TRECHO DE ORIGEM
************

Adestramento e treinamento
“Cães farejadores de drogas são viciados nelas para as detectarem.”

O treinamento de caninos policiais para reconhecimento de determinadas substâncias é essencialmente o mesmo dado a seres humanos, policiais ou não, que aprendem a detectar a presença ou consumo de drogas por indícios como cheiros ou mudanças de comportamento; ninguém precisa se transformar em ávido consumidor. (Por sinal, os melhores traficantes costumam ser caretões.) O treinamento do cão para rastrear drogas é fazê-lo associar o aroma delas a alguma coisa boa, como um brinquedo, afago ou petisco, premiando-o quando tem êxito na busca.

“Cão macho é melhor para ser guarda que a fêmea.”

************

DADOS DISPONÍVEIS
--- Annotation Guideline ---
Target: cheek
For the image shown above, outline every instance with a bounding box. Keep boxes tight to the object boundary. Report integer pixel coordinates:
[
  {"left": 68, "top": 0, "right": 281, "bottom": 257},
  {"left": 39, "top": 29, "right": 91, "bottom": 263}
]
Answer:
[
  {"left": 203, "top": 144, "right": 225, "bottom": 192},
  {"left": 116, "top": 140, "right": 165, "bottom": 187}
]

************

Segundo o trecho sobre adestramento de cães, a que o treinamento para rastrear drogas faz o cão associar o aroma delas?

A alguma coisa boa, como um brinquedo, afago ou petisco.